**Instructions for the task**
From the first line to the last, repeat the data exactly and drop the pictures.

**Stored data entries**

%%

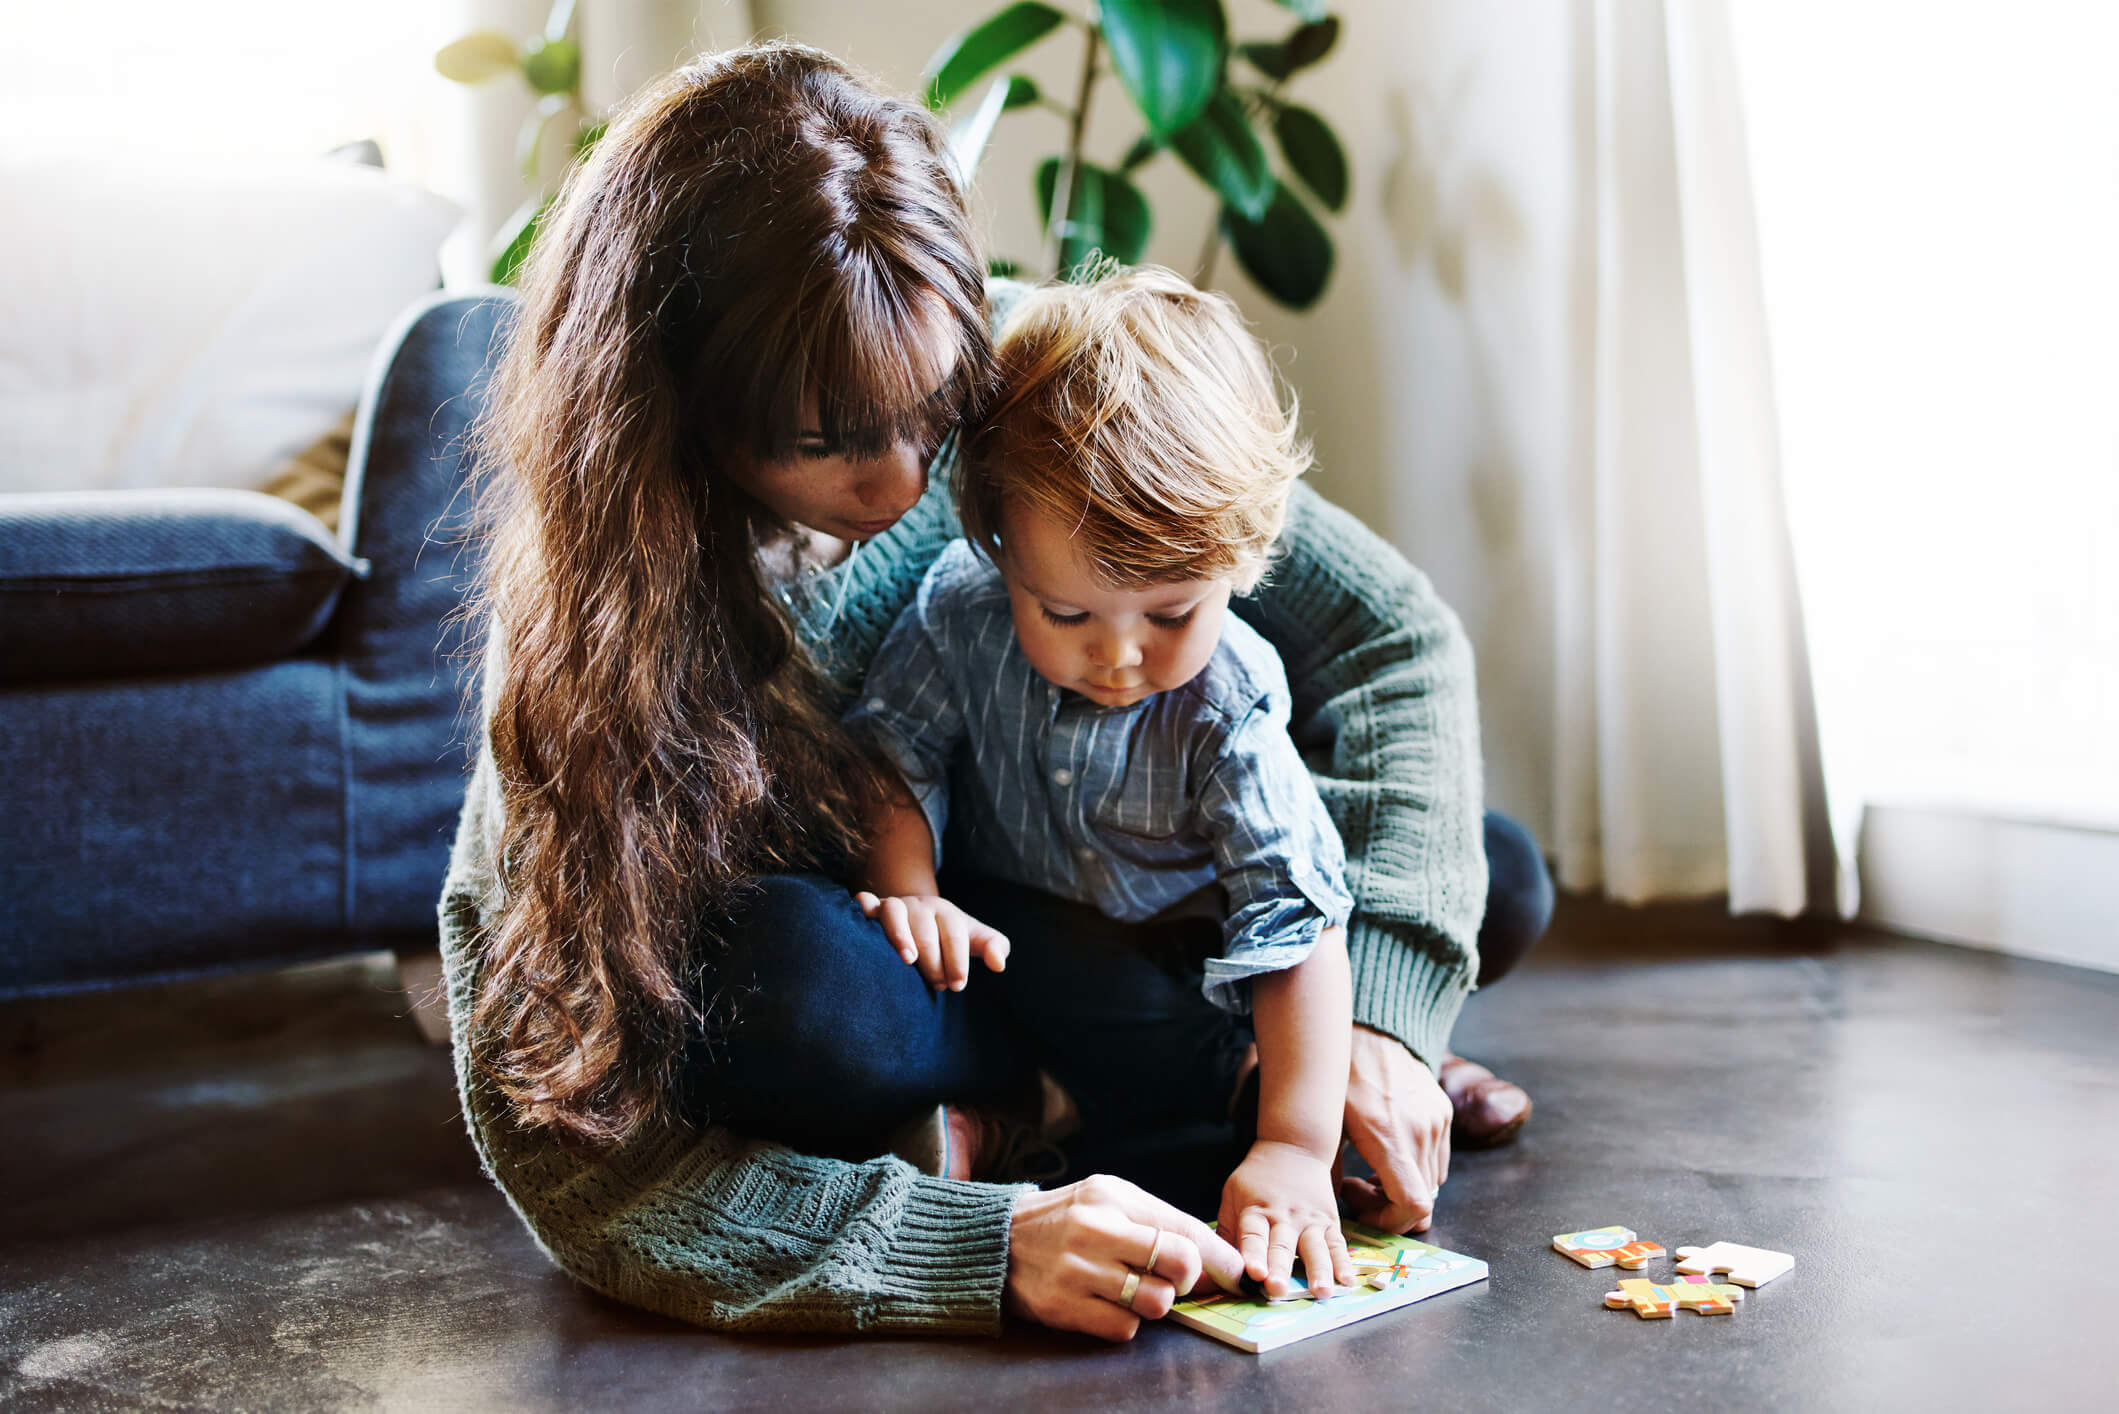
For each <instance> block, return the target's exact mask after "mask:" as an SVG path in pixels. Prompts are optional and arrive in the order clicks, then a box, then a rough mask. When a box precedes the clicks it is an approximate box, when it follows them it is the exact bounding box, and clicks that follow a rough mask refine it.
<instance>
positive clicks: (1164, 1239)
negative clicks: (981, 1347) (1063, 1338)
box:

%%

**Expected output**
For each <instance> block, return the target's exact mask after "mask:" as an SVG path in pixels. Prompts are optional and arrive in the order clicks, then a box, then a rough mask. When a box precedes the clicks it is an approximate box, when it follows them it is the exact bounding box, and clicks that follow a rough mask refine it.
<instance>
positive clicks: (1164, 1239)
negative clicks: (981, 1347) (1063, 1338)
box:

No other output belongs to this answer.